**YOUR OBJECTIVE:** Print the following data word for word, leaving out the picture.

-- -- --

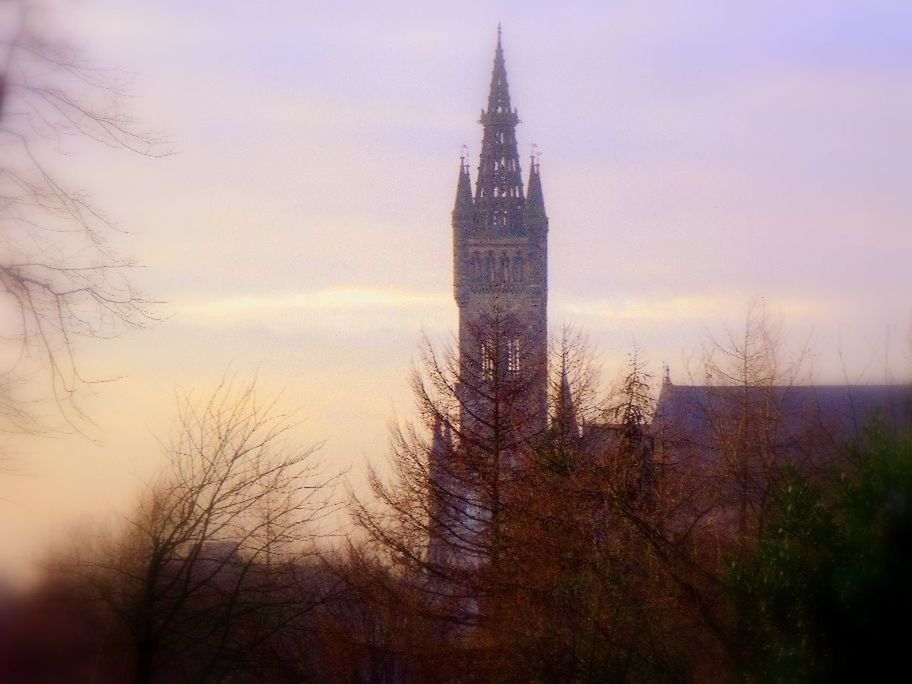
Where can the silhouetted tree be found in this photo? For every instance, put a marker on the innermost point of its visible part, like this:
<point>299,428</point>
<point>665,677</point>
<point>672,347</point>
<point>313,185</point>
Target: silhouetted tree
<point>60,279</point>
<point>218,570</point>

-- -- --

**TASK SOLUTION:**
Where can the silhouetted tree be found in this photo? For every instance, put a marker on the innermost point of its visible part, like this:
<point>299,428</point>
<point>665,677</point>
<point>672,347</point>
<point>313,185</point>
Target: silhouetted tree
<point>60,279</point>
<point>218,570</point>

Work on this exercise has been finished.